* SET OF TASKS
- 1) According to the text on labor unions, how many times did workers go on strike in 2022?
- 2) Rewrite the passage of the text on labor unions starting at "- Workers went" and ending at "number since 2016.", switching "petitions" to "filings".

* EXERCISE TEXT
Although labor monopolies are rare, unions still influence the structure of the economy in important ways. Because of their collective bargaining power, unions drive up the price of labor in the industries where they are most prevalent. But by raising the “price” of labor, unions drive down the demand for labor in those industries—just as price increases in any industry cause buyers to either reduce overall demand or seek substitutes.
By reducing employment in one sector, unions then drive people to seek work in other sectors. This makes the labor markets in those sectors more competitive. Because employers in those industries have more workers competing over the same number of jobs, the result is to reduce wages in those non-unionized industries.
Labor unions tend to be most prevalent and powerful in those industries that feature a highly skilled labor force (which would likely receive higher wages even without the union) and weakest in those industries dominated by a low-skill workforce. Thus, the real effect of unions is to enrich highly skilled, highly paid labor at the direct expense of unskilled workers.
Unions: Betting on a Comeback
Unions see a bright future ahead despite the fact that membership is declining recently, arguing that the pandemic fundamentally altered Americans’ relationship with work and ongoing strikes positively impacted the public’s perception of organized labor—trends they expect to continue.
Union supporters say that front-line workers, the heroic if beleaguered face of functioning society when COVID-19 shut down the broader U.S. economy, came to represent and reflect resentment that many Americans feel about getting paid low salaries and being treated poorly on the job, particularly as corporations profit in the billions. In 2022:
- A Brookings report found that workers’ salaries at a majority of 22 large corporations studied were too low to survive—and concluded that rising interest in union representation should surprise no one.
- Workers went on strike more than 300 times—a record high since 2005.
- The National Labor Relations board received more than 2,500 union representation petitions for the 12-month period ending on September 30—a 53% increase from a year before and the highest number since 2016.

* DATA SECTION

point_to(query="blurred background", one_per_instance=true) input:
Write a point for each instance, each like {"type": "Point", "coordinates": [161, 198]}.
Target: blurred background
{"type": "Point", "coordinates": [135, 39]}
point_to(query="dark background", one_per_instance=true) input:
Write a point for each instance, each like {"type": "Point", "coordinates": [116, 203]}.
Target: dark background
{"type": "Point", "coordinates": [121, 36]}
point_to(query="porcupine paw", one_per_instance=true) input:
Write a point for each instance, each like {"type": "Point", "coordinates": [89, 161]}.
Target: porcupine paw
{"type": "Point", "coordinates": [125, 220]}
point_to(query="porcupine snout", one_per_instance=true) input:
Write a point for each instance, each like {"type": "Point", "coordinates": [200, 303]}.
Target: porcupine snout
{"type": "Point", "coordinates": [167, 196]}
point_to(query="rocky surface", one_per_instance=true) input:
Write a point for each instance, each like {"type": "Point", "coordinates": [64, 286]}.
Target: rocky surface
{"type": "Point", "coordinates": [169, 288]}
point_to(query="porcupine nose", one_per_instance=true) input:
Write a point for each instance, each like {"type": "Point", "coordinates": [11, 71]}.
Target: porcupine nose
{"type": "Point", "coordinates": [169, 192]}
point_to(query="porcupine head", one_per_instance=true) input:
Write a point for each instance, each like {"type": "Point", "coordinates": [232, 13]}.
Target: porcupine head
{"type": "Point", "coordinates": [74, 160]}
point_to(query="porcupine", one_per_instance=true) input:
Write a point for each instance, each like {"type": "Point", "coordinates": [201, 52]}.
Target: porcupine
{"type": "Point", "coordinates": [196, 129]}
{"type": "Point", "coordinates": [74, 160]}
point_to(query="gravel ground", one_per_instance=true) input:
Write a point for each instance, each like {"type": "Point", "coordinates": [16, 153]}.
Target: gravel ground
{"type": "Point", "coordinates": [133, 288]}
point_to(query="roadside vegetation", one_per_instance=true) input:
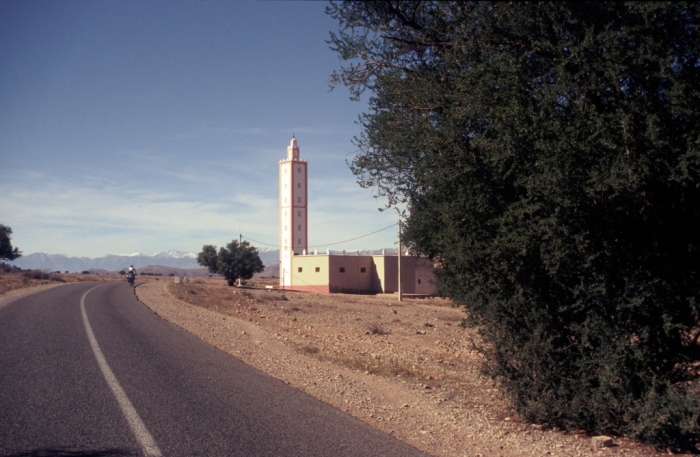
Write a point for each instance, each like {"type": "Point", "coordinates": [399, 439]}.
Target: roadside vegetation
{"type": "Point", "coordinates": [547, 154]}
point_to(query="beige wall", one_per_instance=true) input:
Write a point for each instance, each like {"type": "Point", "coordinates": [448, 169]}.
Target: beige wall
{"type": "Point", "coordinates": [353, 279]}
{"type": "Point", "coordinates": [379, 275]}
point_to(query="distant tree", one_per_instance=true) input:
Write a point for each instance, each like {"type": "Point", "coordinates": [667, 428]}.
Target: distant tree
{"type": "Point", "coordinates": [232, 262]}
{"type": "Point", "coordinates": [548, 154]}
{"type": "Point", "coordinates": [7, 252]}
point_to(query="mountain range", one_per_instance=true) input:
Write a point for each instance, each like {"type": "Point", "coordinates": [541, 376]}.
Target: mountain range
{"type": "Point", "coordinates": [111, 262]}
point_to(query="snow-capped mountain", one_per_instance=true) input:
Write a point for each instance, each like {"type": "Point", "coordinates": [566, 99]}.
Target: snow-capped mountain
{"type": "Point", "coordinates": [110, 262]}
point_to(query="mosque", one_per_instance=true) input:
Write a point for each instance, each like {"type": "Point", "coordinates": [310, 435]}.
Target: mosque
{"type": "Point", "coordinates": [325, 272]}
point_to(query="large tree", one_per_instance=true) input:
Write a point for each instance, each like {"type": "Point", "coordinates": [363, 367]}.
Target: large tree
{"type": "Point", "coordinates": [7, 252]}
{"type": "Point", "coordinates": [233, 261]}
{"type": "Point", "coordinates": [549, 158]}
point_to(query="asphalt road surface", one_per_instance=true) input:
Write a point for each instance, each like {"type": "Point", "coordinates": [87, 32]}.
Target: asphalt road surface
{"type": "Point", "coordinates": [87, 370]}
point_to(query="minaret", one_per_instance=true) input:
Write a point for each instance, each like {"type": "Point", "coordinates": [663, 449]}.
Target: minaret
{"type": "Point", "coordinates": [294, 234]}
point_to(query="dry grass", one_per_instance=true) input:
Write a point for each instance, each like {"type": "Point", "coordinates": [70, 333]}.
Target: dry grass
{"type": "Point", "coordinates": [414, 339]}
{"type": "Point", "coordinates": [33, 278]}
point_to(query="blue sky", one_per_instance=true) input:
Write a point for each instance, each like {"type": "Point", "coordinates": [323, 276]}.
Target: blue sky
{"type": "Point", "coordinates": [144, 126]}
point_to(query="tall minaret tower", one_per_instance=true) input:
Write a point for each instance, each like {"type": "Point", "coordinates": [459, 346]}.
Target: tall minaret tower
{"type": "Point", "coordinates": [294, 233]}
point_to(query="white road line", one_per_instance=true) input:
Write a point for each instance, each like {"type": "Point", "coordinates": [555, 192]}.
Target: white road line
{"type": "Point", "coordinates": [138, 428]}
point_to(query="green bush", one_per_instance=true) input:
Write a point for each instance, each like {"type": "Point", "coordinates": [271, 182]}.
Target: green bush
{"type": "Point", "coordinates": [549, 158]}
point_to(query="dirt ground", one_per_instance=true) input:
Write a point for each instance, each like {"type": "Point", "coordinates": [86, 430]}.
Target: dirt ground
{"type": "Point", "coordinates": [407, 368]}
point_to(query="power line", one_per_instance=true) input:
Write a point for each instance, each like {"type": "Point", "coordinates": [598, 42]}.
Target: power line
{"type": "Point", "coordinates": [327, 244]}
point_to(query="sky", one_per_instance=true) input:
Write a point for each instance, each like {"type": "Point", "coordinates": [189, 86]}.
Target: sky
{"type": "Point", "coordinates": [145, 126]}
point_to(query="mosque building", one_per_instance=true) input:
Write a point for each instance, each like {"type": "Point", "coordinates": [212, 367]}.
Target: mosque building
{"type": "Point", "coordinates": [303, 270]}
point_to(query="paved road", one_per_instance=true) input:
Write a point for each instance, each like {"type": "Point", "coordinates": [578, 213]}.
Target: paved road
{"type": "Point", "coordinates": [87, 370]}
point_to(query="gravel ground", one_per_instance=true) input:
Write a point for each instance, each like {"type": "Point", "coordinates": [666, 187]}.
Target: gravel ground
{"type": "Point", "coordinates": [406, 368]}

* * *

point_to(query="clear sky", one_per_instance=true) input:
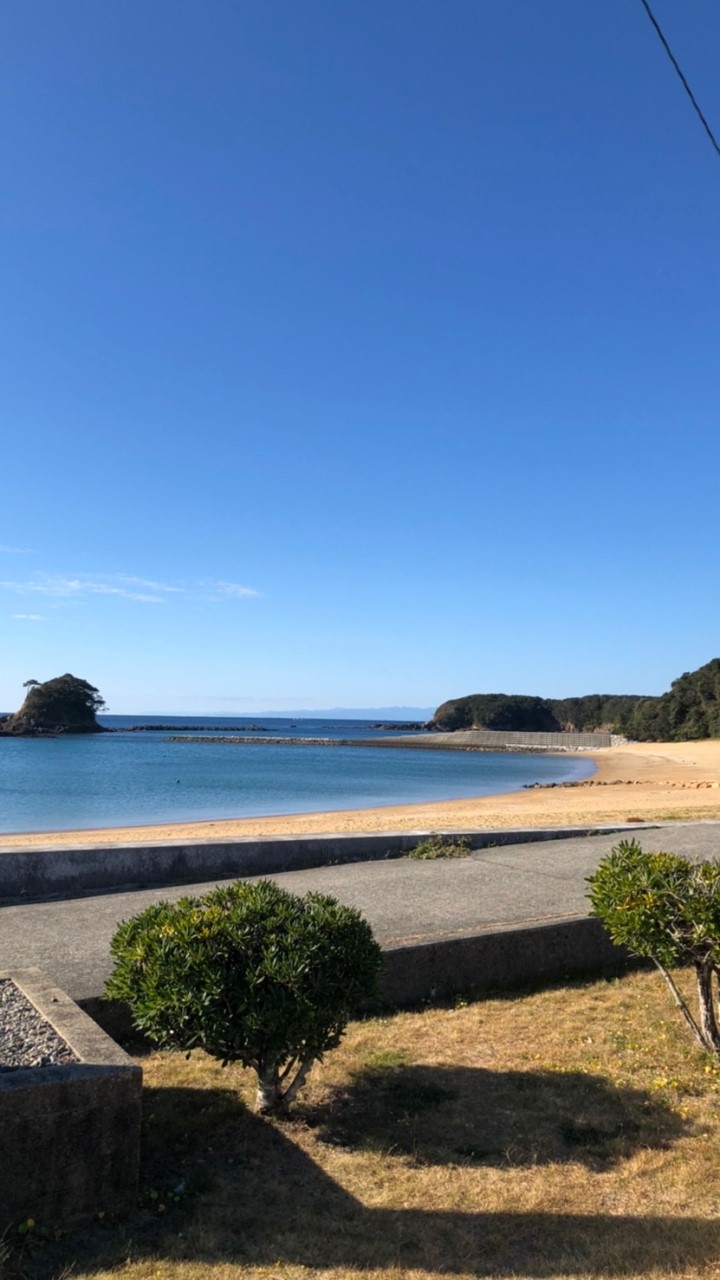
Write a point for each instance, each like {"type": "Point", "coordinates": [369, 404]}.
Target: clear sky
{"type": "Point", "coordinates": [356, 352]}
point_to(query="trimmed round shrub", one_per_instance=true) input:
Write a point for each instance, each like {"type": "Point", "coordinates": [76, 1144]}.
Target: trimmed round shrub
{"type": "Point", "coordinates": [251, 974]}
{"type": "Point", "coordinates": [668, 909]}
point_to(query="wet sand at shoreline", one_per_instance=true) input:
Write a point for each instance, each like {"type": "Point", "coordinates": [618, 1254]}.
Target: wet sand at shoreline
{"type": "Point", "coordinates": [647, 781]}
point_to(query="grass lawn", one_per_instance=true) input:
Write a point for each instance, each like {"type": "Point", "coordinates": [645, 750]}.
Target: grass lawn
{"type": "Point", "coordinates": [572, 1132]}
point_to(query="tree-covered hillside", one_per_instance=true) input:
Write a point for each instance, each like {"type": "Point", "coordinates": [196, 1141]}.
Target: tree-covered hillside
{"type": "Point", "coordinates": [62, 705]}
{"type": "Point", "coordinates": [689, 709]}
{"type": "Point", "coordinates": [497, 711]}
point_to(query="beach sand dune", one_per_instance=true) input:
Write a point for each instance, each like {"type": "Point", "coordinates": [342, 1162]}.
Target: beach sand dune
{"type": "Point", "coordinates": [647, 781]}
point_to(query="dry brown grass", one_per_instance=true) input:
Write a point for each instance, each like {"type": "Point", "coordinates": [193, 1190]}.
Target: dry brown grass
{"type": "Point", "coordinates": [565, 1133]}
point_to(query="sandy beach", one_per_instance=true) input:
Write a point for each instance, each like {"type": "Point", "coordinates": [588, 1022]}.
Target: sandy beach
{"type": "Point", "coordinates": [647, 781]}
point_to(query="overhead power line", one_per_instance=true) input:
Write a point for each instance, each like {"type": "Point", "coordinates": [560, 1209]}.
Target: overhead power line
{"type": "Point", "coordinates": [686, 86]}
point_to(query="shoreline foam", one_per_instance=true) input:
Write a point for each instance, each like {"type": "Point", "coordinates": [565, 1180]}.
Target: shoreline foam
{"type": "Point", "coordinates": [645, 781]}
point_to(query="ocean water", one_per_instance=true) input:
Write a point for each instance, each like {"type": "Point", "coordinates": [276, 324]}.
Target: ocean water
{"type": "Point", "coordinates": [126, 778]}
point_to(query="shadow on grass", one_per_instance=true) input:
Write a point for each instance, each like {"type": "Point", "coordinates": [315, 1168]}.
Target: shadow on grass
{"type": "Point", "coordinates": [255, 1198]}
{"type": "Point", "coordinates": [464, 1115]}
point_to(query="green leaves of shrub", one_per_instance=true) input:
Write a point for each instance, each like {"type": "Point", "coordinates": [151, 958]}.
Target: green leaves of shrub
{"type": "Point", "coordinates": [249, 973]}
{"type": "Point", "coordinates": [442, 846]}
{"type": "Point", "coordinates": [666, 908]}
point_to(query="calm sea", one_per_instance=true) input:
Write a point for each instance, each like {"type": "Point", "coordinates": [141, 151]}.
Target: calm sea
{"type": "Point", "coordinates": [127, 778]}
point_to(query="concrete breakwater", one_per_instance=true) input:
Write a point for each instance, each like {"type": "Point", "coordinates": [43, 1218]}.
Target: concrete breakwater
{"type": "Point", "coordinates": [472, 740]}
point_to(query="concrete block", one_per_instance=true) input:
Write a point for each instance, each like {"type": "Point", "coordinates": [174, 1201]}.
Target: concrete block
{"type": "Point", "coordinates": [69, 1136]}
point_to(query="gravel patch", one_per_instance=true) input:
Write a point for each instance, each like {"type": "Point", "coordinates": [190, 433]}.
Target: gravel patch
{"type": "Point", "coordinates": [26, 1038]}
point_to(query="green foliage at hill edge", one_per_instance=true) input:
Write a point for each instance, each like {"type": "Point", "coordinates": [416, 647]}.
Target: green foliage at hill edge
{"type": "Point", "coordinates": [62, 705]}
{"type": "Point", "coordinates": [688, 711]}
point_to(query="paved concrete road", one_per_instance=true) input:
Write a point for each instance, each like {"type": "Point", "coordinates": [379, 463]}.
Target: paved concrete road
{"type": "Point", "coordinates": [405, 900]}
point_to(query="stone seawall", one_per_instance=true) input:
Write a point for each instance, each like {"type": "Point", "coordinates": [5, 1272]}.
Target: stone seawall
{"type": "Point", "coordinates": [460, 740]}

---

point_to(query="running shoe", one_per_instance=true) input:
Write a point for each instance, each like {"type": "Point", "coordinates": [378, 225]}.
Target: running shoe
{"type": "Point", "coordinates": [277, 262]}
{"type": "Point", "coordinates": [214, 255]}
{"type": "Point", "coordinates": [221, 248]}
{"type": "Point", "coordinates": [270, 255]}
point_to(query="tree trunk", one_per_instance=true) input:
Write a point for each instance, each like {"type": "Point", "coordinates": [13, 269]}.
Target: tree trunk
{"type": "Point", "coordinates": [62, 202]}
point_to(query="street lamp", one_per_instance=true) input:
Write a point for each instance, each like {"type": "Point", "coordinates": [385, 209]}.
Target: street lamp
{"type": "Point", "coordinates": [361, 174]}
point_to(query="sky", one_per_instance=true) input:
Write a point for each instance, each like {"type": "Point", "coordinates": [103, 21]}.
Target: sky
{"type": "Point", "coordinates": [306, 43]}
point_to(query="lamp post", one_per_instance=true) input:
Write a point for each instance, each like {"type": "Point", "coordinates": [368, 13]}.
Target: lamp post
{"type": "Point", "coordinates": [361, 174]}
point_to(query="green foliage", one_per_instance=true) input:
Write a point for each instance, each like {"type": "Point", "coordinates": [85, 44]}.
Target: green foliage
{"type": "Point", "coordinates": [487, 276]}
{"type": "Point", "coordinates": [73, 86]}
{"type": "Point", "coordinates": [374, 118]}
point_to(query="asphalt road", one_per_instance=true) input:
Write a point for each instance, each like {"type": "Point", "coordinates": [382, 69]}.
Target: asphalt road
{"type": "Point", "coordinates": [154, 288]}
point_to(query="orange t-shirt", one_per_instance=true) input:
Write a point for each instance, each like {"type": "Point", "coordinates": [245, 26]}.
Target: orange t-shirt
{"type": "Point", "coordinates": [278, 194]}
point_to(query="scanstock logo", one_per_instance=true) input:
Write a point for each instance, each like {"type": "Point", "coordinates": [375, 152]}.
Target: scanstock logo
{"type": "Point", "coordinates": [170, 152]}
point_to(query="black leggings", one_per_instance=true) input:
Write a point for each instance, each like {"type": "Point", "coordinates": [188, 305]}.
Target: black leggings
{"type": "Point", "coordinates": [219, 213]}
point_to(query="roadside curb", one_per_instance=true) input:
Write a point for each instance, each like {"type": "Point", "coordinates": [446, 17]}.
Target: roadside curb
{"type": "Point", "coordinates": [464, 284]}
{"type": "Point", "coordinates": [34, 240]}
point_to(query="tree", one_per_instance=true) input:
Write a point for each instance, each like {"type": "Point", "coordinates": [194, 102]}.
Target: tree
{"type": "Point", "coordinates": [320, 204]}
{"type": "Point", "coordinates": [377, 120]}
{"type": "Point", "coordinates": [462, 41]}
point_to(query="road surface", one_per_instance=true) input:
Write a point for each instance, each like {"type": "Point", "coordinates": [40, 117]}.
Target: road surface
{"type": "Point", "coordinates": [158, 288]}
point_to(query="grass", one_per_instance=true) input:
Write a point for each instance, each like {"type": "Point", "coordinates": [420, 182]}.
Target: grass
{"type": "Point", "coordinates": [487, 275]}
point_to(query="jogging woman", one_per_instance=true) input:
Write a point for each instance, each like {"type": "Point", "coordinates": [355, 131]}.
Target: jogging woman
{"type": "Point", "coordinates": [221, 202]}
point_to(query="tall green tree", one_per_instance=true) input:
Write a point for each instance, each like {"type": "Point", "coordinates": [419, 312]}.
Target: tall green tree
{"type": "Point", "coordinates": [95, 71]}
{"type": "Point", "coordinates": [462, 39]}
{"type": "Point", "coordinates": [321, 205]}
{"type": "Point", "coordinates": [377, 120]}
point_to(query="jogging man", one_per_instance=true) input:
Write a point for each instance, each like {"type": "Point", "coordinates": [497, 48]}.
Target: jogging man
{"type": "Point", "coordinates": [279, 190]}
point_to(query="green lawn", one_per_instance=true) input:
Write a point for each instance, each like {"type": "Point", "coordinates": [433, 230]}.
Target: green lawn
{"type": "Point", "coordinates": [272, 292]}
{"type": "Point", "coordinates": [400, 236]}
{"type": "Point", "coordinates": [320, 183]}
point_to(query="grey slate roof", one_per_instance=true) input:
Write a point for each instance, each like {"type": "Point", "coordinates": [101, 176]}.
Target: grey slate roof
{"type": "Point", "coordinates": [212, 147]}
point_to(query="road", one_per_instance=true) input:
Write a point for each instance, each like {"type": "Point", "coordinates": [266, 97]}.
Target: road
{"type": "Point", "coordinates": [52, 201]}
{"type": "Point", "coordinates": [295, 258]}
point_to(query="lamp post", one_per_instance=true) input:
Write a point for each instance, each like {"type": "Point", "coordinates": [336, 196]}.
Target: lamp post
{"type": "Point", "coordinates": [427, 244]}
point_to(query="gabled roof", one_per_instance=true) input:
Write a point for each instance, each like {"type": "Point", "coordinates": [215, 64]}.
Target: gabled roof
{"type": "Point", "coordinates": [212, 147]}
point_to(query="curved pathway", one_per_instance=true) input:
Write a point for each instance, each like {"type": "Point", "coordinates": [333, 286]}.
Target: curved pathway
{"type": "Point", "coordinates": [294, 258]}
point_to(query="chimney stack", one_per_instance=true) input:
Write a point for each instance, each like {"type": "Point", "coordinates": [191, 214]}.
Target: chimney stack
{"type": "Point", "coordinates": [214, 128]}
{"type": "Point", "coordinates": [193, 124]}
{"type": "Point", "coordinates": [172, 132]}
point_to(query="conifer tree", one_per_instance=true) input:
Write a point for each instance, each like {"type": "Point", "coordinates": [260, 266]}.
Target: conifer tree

* OUTPUTS BY TASK
- 1) More than 300 times, a record high since 2005.

- 2)
- Workers went on strike more than 300 times—a record high since 2005.
- The National Labor Relations board received more than 2,500 union representation filings for the 12-month period ending on September 30—a 53% increase from a year before and the highest number since 2016.